What is needed
Return each line in the records below that includes "rock".

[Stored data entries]
══════════

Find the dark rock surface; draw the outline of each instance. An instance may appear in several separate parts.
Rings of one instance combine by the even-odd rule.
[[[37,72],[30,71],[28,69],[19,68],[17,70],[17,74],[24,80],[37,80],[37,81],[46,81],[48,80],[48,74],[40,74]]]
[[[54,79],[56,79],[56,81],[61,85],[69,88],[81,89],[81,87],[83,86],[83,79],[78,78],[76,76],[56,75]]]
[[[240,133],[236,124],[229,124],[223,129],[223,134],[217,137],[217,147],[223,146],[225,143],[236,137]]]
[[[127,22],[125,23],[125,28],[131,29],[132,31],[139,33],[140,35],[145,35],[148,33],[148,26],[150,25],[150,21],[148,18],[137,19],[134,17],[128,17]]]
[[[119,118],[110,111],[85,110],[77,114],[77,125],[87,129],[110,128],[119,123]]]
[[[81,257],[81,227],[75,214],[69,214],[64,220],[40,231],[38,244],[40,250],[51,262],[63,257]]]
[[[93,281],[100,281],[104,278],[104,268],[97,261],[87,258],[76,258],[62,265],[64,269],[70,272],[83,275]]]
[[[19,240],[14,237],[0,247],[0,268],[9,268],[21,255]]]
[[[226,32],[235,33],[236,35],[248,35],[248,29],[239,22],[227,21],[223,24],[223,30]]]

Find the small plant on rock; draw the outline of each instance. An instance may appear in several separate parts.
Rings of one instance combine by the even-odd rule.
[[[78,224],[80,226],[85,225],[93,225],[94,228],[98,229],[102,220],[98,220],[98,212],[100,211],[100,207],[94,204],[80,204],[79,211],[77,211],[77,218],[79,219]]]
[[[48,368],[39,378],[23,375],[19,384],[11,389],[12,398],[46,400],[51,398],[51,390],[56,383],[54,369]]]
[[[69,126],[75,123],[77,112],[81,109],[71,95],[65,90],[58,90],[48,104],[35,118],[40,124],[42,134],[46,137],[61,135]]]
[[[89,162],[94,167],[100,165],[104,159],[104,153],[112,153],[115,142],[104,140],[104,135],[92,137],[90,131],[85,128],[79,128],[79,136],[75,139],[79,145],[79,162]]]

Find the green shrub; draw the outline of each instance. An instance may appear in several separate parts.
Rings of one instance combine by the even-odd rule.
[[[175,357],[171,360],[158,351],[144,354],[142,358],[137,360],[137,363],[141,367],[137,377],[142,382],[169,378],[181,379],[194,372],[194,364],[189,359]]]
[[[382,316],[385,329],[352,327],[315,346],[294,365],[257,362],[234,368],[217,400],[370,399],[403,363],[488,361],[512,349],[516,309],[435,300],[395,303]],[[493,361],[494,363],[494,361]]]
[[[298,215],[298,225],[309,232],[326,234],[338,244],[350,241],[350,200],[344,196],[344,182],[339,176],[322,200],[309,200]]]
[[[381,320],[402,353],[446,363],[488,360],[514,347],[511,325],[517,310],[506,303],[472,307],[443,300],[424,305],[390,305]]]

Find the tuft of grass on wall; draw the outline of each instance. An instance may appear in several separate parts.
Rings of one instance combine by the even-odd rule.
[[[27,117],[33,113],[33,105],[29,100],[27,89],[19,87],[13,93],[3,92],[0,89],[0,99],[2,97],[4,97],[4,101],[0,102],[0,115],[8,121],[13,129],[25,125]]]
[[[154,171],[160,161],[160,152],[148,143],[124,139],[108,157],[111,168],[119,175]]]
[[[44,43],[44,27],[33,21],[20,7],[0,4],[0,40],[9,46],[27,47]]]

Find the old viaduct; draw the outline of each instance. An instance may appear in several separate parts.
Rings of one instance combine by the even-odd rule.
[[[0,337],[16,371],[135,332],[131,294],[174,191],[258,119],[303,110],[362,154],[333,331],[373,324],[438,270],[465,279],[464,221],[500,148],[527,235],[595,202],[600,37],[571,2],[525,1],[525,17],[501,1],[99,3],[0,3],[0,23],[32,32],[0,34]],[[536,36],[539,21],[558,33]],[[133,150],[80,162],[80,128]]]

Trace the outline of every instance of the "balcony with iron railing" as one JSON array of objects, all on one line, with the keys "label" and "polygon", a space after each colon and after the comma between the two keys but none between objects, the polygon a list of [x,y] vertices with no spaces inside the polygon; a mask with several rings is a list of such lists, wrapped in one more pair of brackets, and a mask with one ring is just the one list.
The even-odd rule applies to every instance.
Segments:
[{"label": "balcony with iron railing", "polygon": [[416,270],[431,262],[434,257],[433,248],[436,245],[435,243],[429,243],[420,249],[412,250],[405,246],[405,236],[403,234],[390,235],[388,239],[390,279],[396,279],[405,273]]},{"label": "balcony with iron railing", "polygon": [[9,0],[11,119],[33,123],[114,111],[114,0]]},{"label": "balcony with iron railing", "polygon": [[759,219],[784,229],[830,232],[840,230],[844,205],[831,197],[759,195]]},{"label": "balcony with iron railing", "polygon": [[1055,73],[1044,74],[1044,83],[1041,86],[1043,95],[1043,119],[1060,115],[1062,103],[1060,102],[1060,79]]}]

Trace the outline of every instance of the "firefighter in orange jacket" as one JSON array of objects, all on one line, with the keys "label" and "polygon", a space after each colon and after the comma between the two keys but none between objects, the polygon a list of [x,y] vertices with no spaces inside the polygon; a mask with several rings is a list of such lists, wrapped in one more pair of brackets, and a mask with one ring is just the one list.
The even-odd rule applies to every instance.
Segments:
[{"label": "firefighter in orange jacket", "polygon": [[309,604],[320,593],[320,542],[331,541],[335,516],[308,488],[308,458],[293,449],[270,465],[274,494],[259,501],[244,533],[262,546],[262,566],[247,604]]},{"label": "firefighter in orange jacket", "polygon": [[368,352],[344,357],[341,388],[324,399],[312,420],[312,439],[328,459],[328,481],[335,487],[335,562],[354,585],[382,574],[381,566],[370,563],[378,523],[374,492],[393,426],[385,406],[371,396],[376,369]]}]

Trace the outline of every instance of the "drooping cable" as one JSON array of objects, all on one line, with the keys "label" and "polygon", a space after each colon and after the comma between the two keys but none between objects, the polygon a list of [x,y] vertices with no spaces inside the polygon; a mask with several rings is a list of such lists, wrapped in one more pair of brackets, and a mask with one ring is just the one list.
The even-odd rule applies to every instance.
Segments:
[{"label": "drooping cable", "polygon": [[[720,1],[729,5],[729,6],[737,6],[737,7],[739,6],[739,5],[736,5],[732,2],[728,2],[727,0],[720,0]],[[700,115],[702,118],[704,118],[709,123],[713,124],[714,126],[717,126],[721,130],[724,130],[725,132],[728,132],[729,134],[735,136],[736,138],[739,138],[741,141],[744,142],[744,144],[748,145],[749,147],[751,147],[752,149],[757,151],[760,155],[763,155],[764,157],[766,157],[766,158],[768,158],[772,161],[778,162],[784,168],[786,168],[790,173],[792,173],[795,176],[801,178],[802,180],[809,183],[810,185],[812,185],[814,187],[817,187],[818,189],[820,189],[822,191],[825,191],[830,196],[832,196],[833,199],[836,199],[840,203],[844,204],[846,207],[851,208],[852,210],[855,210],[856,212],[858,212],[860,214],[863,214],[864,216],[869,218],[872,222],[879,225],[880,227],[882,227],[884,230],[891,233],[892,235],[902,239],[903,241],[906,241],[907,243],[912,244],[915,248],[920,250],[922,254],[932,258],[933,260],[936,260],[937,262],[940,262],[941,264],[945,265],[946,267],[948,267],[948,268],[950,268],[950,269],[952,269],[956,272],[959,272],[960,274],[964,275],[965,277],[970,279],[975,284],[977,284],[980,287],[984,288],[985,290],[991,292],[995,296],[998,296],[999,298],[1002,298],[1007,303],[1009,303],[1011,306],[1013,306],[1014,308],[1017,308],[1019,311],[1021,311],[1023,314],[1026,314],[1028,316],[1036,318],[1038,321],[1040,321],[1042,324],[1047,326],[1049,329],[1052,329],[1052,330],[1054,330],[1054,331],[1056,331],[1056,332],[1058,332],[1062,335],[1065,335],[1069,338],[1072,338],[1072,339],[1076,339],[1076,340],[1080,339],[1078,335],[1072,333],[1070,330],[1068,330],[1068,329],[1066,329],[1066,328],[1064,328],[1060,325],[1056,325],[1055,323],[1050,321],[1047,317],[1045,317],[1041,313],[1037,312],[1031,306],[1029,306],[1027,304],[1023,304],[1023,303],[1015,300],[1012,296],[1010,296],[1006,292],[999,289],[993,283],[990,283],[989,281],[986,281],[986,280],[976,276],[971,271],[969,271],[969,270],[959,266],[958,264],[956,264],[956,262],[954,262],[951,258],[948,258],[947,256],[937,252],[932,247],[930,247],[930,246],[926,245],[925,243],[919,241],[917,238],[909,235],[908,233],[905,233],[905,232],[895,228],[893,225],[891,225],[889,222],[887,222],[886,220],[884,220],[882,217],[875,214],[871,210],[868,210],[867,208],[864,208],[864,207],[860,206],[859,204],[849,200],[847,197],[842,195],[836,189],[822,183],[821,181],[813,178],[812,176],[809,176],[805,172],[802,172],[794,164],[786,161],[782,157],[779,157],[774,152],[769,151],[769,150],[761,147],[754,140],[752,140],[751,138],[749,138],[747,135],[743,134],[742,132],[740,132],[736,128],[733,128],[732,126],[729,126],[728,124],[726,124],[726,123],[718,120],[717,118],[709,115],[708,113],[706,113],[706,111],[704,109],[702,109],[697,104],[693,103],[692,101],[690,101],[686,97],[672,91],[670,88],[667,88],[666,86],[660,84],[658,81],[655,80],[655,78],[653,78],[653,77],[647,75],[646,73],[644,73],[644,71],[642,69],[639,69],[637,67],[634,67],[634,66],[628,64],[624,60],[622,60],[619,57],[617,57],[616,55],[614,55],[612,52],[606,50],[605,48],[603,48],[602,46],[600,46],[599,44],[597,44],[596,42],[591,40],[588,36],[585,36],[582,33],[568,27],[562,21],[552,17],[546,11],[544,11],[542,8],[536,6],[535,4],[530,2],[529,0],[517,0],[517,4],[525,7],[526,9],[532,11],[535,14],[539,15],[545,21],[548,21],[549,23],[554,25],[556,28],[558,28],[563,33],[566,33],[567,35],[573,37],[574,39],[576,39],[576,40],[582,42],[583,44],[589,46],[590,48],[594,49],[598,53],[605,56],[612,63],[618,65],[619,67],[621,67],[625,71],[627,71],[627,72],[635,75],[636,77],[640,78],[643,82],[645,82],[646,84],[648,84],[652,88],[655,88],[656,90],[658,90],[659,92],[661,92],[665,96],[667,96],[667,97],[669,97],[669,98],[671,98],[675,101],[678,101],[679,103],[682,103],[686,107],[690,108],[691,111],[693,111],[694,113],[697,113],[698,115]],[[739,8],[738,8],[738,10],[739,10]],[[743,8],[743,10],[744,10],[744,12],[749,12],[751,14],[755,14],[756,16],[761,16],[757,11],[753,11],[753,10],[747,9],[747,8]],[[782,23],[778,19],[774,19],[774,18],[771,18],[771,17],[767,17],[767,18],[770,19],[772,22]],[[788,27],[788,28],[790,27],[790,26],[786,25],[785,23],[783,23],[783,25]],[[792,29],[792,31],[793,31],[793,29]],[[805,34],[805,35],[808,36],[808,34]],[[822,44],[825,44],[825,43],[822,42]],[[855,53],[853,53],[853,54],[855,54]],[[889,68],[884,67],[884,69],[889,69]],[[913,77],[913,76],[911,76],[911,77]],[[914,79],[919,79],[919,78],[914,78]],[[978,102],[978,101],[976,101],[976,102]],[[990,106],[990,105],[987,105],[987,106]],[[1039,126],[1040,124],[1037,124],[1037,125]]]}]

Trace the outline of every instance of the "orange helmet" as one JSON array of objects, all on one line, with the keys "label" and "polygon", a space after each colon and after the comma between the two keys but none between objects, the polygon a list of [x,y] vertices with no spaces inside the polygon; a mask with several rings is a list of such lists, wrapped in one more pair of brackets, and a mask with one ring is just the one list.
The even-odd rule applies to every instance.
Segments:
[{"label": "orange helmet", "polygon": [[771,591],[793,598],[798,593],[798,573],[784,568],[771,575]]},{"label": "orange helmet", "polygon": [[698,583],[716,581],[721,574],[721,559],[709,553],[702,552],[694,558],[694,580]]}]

══════════

Problem solution
Find the dark rock surface; draw the outline of each instance. An instance may appear in several separate parts.
Find the small plant on rock; draw the outline of each instance. An instance may appear in several separate parts.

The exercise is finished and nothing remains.